> _Trecho do texto_:
-- -- --

Ser pai, depois dos 50
Lá vou eu desaparecer de novo. Mas sem sumir. Ouvi essa ideia durante uma palestra na Feira do Livro de Porto Alegre, alguns anos atrás. Um psicanalista - e autor - chamado Ebraico discorria sobre dinâmicas familiares. Lá pelas tantas, afirmou: "A missão do pai é morrer, mas sem se deixar matar". Na época, minha primeira filha acabara de nascer. Não sei por que a frase me marcou. Aliás, sei por quê: a reflexão é absolutamente correta. E útil. Lembrei dela anos mais tarde, quando, passados alguns dias de ambientação na escola, a Camila, que era uma pitoca, me empurrou na calçada, antes da entrada no Farroupilha, e ordenou, convicta: "Vai embora".
Fiquei arrasado. Achei que era rejeição. Levei minha mágoa à próxima sessão de terapia. Enquanto eu falava, o "psi" me olhava, impávido. Quando terminei meu chororô, ele disparou: "Mas não era isso o que tu querias? Que ela ficasse sozinha na escola? Parabéns, conseguiste". A bigorna do saber desabou sobre a minha cabeça. Concluí, certamente com uma baita cara de moscão: "Ahhhh!!! Então era aceitação e não rejeição". Eu não precisava mais estar ali fisicamente, justamente porque estava ali, internamente.

-- -- --

> _Tarefas do exercício_:
**A)** Cite tudo o que vai de "Fiquei arrasado. Achei" até "estava ali, internamente." no texto sobre ser pai depois dos 50.
**B)** Segundo o texto sobre ser pai depois dos 50, em que ocasião foi ouvida a frase "A missão do pai é morrer, mas sem se deixar matar"?
As linhas não têm nenhuma relação com o texto.

[Itens armazenados do conjunto de dados]
-- -- --

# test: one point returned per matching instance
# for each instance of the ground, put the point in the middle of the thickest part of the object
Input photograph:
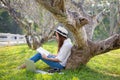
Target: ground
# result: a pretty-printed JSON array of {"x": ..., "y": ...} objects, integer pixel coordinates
[{"x": 102, "y": 67}]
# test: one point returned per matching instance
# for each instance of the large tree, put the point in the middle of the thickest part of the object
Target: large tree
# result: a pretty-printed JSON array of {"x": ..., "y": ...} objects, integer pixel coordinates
[{"x": 81, "y": 23}]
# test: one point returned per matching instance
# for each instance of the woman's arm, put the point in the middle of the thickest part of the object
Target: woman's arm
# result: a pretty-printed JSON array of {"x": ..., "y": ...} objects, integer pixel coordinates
[{"x": 51, "y": 59}]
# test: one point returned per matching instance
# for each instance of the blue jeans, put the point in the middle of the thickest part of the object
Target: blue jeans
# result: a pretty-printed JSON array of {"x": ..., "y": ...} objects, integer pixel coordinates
[{"x": 52, "y": 64}]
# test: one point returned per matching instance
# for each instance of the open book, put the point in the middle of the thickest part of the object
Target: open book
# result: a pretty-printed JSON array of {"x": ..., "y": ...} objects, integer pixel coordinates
[{"x": 42, "y": 51}]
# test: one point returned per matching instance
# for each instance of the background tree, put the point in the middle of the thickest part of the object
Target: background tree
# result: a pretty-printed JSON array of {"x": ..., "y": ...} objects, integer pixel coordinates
[
  {"x": 80, "y": 17},
  {"x": 36, "y": 21},
  {"x": 7, "y": 24}
]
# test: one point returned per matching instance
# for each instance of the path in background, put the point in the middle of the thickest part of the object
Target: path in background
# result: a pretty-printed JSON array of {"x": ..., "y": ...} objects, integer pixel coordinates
[{"x": 7, "y": 39}]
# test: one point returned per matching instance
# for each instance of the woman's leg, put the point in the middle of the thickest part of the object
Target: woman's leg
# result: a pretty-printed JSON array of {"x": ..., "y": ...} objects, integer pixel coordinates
[
  {"x": 52, "y": 63},
  {"x": 36, "y": 57}
]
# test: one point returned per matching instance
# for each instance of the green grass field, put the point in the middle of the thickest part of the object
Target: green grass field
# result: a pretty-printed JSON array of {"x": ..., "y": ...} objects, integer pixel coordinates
[{"x": 102, "y": 67}]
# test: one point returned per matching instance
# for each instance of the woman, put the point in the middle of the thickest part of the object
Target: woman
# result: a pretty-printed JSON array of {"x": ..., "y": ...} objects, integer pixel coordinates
[{"x": 64, "y": 51}]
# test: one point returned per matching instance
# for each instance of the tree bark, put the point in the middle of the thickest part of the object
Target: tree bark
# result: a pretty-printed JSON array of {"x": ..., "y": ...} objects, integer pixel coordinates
[{"x": 84, "y": 49}]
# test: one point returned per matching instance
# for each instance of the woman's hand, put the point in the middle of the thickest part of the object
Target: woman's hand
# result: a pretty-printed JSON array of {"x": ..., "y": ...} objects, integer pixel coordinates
[{"x": 44, "y": 56}]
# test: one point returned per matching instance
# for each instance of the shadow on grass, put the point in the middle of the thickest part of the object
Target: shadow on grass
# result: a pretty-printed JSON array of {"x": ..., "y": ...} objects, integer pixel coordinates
[{"x": 86, "y": 73}]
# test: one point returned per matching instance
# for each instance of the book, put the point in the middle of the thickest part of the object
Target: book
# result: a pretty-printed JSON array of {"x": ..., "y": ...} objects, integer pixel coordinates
[{"x": 42, "y": 51}]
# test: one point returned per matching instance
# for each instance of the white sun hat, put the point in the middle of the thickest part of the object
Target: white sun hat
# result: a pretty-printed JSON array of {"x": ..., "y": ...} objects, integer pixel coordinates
[{"x": 62, "y": 31}]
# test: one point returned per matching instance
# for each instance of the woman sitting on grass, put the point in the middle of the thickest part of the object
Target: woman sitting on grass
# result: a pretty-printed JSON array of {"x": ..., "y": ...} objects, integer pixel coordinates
[{"x": 64, "y": 51}]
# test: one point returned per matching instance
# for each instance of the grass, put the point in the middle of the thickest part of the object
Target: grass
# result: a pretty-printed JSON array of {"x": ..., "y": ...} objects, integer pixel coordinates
[{"x": 102, "y": 67}]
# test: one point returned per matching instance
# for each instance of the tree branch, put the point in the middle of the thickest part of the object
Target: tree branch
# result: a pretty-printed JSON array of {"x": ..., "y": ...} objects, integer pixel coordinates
[
  {"x": 80, "y": 6},
  {"x": 101, "y": 47}
]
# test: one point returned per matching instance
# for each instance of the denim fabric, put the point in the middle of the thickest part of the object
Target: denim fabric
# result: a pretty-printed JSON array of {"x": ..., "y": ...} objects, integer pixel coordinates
[{"x": 52, "y": 64}]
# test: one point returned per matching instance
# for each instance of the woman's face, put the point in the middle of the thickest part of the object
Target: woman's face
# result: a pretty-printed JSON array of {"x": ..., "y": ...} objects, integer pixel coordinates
[{"x": 57, "y": 36}]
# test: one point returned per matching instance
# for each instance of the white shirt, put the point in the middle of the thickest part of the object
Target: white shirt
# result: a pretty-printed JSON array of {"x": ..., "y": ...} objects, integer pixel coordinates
[{"x": 64, "y": 52}]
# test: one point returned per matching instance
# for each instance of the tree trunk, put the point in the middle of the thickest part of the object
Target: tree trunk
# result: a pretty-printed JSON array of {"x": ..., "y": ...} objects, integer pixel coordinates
[{"x": 84, "y": 49}]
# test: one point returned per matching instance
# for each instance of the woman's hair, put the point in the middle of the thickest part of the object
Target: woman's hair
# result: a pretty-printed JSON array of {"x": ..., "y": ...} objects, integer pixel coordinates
[{"x": 60, "y": 41}]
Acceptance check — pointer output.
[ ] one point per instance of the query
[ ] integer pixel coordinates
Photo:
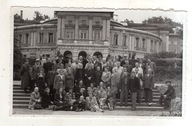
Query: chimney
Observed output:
(21, 14)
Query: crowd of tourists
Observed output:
(88, 83)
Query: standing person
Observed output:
(46, 101)
(124, 85)
(33, 74)
(47, 67)
(35, 100)
(59, 81)
(119, 70)
(168, 95)
(88, 75)
(97, 76)
(110, 98)
(50, 80)
(134, 86)
(139, 74)
(79, 73)
(106, 76)
(148, 86)
(102, 97)
(69, 79)
(151, 65)
(114, 82)
(25, 75)
(41, 81)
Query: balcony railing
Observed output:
(81, 42)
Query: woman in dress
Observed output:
(25, 75)
(106, 76)
(35, 100)
(41, 81)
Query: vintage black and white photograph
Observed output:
(97, 62)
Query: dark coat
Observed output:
(60, 101)
(79, 74)
(25, 76)
(134, 84)
(97, 77)
(59, 82)
(46, 100)
(50, 78)
(122, 84)
(170, 92)
(148, 81)
(88, 73)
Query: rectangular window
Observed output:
(50, 38)
(20, 38)
(137, 42)
(124, 43)
(115, 41)
(27, 38)
(97, 35)
(84, 35)
(70, 35)
(144, 43)
(41, 36)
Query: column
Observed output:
(108, 29)
(104, 28)
(148, 45)
(129, 43)
(31, 39)
(63, 27)
(76, 27)
(59, 28)
(90, 27)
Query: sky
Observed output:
(136, 15)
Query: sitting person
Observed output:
(79, 105)
(70, 98)
(60, 103)
(91, 88)
(110, 98)
(35, 100)
(167, 96)
(46, 101)
(91, 104)
(102, 97)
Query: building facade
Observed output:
(86, 33)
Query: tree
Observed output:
(39, 17)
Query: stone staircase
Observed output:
(21, 100)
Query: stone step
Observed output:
(148, 108)
(21, 94)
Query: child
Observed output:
(110, 98)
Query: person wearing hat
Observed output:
(106, 76)
(46, 101)
(124, 86)
(25, 75)
(168, 95)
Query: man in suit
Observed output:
(124, 79)
(134, 86)
(167, 96)
(148, 86)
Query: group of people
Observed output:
(88, 83)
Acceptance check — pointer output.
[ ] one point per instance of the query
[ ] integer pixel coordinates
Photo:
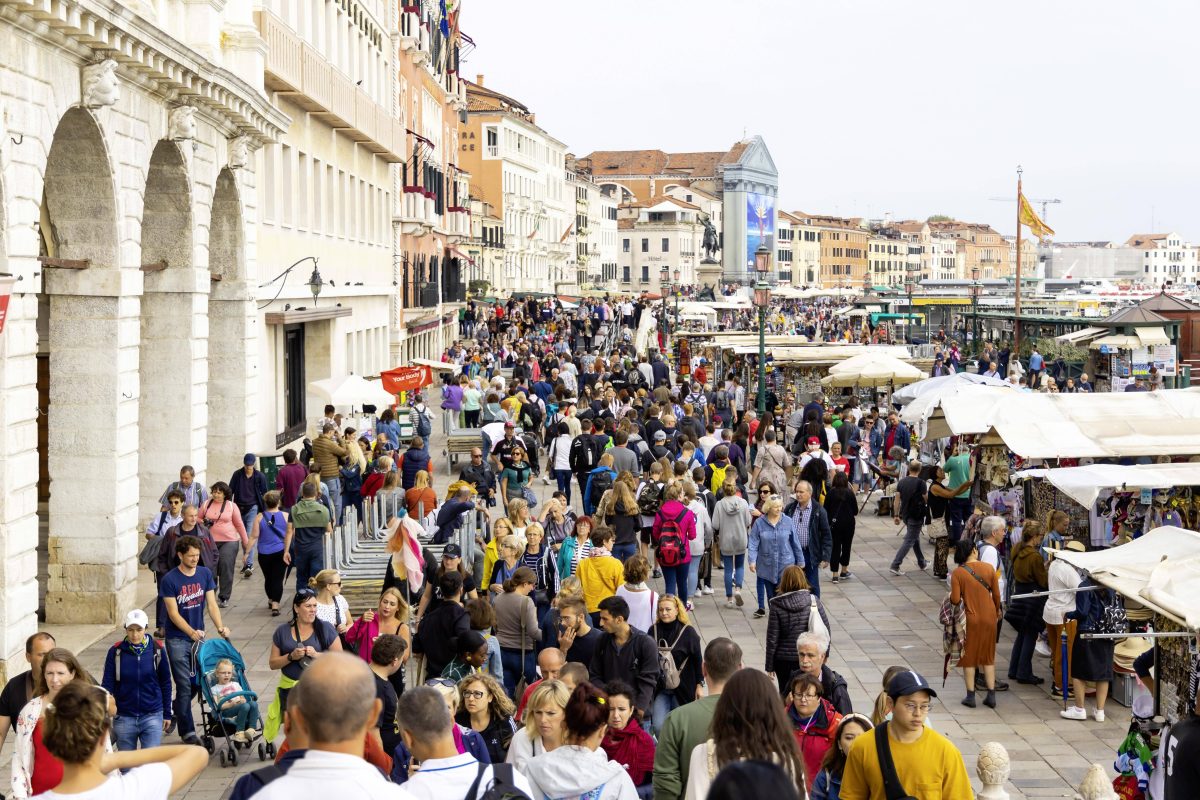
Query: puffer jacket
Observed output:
(789, 618)
(414, 462)
(731, 522)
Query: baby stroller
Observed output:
(205, 656)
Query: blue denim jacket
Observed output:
(774, 547)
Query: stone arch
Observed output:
(91, 344)
(81, 193)
(174, 304)
(232, 346)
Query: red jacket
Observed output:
(633, 749)
(815, 738)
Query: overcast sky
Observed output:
(873, 107)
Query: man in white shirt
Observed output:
(991, 534)
(427, 729)
(335, 711)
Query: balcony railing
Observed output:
(319, 88)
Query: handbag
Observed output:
(529, 497)
(892, 787)
(149, 554)
(816, 624)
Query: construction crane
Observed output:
(1032, 199)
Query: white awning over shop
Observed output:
(1085, 483)
(1102, 425)
(1085, 335)
(1119, 341)
(1159, 570)
(1152, 336)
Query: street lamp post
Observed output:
(976, 289)
(664, 288)
(676, 288)
(762, 301)
(910, 283)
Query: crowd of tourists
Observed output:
(550, 665)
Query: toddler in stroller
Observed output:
(235, 708)
(228, 705)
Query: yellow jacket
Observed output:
(600, 576)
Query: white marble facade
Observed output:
(127, 209)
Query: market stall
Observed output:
(1159, 571)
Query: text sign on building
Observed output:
(1161, 355)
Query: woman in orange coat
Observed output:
(975, 584)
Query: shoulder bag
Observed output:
(892, 787)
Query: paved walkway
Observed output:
(879, 620)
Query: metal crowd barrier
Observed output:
(361, 552)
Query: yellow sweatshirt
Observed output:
(600, 577)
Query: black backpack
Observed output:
(582, 457)
(600, 483)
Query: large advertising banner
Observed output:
(760, 224)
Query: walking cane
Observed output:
(1065, 667)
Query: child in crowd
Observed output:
(243, 714)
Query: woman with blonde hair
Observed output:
(505, 566)
(331, 606)
(389, 617)
(544, 729)
(78, 733)
(540, 558)
(673, 631)
(519, 517)
(34, 769)
(421, 498)
(501, 528)
(487, 710)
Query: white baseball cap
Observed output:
(137, 617)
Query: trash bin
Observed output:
(270, 467)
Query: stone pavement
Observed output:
(877, 619)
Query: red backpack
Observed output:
(671, 541)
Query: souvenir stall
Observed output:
(1159, 571)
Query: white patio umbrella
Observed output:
(352, 390)
(945, 385)
(871, 370)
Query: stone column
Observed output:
(233, 376)
(94, 337)
(174, 380)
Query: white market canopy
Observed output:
(352, 390)
(1085, 483)
(697, 310)
(1105, 425)
(945, 385)
(1159, 570)
(871, 370)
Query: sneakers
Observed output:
(1075, 713)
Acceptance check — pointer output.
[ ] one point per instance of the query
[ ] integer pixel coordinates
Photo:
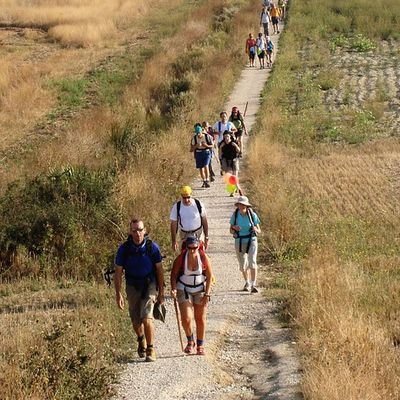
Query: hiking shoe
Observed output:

-- -- --

> _Resultados das tarefas_:
**A)**
Fiquei arrasado. Achei que era rejeição. Levei minha mágoa à próxima sessão de terapia. Enquanto eu falava, o "psi" me olhava, impávido. Quando terminei meu chororô, ele disparou: "Mas não era isso o que tu querias? Que ela ficasse sozinha na escola? Parabéns, conseguiste". A bigorna do saber desabou sobre a minha cabeça. Concluí, certamente com uma baita cara de moscão: "Ahhhh!!! Então era aceitação e não rejeição". Eu não precisava mais estar ali fisicamente, justamente porque estava ali, internamente.

**B)** Numa palestra na Feira do Livro de Porto Alegre.